▶ [Tasks and exercises]:
**a.** In the forum thread about differentiability in the Warp library, what support does the reply say was recently added that can help implement batching?
**b.** Count the lines of the entries that contain the string "building", treating uppercase and lowercase as different, and give only the number.

▶ [Reading text]:
━━━━
Warp library what can be done to big input arrays to keep differentiability

Hello I work on some computer vision task and I would like to ask about the statement from documentation in regards to preserving possibility of auto differentiation with tape

Kernels should not overwrite any previously used array values except to perform simple linear add/subtract operations
  1. Generally in order to get any output from the function one need to mutate the entries, I seen in examples that for example that this mutation can also include dot product operations, so what is an example of the operation one should not try, for example in a context of simulating 3d particle grid interaction simulation

  2. In case the array would be to big to fit in gpu memory is there some batching supported? I am aware that it will reduce performance, still sometimes can not be avoided.

ok about what can be and can not be done basically this tests in your repository answers

about batching I suppose answer is not, but still I suppose I can use pytorch for this

Hi @jakub.mitura14! I reached out to the devs to see if they have anything more to add.

Hi Jakub,

For auto-diff for work we generally need to preserve inputs so that the backwards pass can work. There are some cases we can overwrite previous values, but only when subsequent operations are linear. e.g.: doing array[i] = log(array[i]), will not work (doing this in the kernel is fine though e.g.: y = log(y), is of course fine).

We are working on some documentation improvements to make these points more clear.

Regarding batching, you may have seen we recently added multidimensional array support. This can be useful to help implement batching in general, let me know if you need something else specific.

Cheers,
Miles

1 Like

Fantastic thank you @milesmacklin for taking time to respond me!, ok about batching yest it solves a problem.
Still something about gradient flow is not clear to me.

Now in order to check weather I understand it correctly first I will add context I am creating some model that is processing neighborhood on 3d MRI image.
━━━━
[Point placement entries]
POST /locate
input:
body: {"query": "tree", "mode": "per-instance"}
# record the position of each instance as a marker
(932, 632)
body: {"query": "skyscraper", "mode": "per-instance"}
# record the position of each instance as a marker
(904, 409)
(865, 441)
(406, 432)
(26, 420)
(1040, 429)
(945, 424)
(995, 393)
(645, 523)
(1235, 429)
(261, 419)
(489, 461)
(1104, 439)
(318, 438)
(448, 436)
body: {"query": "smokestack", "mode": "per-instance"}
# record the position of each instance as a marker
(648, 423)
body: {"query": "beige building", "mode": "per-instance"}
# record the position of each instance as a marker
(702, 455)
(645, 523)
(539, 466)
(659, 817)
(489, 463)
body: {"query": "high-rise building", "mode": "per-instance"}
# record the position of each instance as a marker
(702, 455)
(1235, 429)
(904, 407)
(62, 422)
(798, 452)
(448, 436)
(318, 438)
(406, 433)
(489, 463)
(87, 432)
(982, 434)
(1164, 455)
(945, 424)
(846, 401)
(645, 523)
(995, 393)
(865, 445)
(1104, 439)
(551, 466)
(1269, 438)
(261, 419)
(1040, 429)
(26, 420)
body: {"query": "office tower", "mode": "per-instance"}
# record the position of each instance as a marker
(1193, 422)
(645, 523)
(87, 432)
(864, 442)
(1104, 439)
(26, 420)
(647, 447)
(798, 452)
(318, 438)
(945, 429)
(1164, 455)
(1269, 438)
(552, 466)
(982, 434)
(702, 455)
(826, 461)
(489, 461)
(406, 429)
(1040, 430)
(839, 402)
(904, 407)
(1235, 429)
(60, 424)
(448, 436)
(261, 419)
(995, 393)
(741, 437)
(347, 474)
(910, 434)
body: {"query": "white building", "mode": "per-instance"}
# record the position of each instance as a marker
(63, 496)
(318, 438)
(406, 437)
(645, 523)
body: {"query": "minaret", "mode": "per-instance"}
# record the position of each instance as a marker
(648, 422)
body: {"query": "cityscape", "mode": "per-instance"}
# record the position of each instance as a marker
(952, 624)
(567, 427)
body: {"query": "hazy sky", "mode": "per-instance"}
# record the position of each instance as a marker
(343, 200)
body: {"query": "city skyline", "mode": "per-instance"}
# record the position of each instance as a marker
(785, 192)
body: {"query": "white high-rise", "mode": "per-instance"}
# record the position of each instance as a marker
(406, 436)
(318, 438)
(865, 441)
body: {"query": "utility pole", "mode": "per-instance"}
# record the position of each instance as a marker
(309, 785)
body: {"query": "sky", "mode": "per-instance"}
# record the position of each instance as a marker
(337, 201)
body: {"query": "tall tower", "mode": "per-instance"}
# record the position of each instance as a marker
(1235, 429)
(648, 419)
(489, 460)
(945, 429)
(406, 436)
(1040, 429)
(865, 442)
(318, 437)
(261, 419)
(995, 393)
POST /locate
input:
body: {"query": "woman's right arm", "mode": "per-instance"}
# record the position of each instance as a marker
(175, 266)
━━━━
▶ [Final answers]:
**a.** Multidimensional array support.

**b.** 3